→ **Provided data**
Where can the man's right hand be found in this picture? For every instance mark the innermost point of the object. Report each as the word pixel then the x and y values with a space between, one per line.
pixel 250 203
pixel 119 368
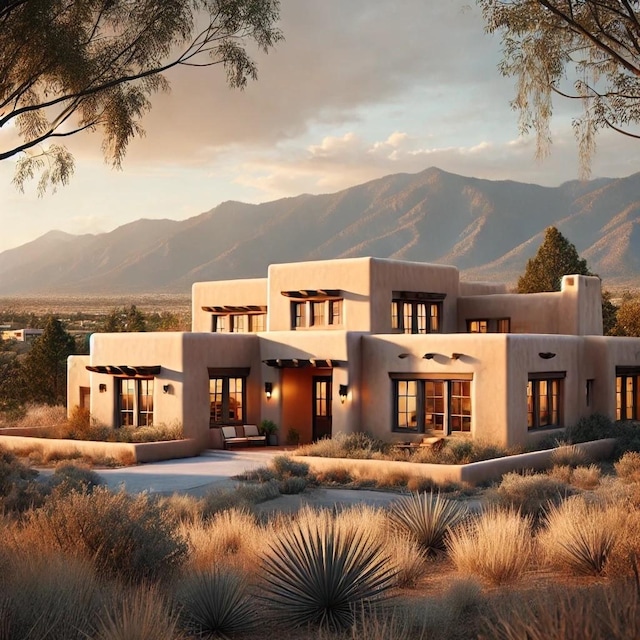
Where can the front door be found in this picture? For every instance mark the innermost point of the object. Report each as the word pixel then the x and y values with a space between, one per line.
pixel 321 407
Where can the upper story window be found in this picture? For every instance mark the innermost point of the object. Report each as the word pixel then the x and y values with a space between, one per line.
pixel 489 325
pixel 416 312
pixel 248 319
pixel 315 309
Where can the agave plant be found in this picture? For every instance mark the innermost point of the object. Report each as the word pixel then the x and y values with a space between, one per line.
pixel 216 602
pixel 321 571
pixel 427 517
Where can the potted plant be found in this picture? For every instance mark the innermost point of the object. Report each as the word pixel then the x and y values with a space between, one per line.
pixel 269 428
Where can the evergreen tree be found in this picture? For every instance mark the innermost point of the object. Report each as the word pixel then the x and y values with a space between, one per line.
pixel 44 371
pixel 556 257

→ **Problem**
Begin at the line that contains "Where can the front" and stop after the line that contains "pixel 427 517". Rewrite only those lines, swapping "innermost" for "central" and leaving everything else unchanged.

→ **Answer for this exercise**
Where can the front door be found in this picture? For every instance mark the central point of the object. Report each as the word pixel then the x and y values with a space between, one per line.
pixel 321 407
Where can the upper story window be found in this picture? For every instance mark the central point of the object. Report each as the word pixel then the x and y values with a space between, one per line.
pixel 489 325
pixel 416 312
pixel 248 319
pixel 315 309
Where can the agave plant be found in this picture? For every instance mark the central point of the object. Report each as the word pixel then the x and y values with a space between, one per line.
pixel 216 602
pixel 321 571
pixel 427 517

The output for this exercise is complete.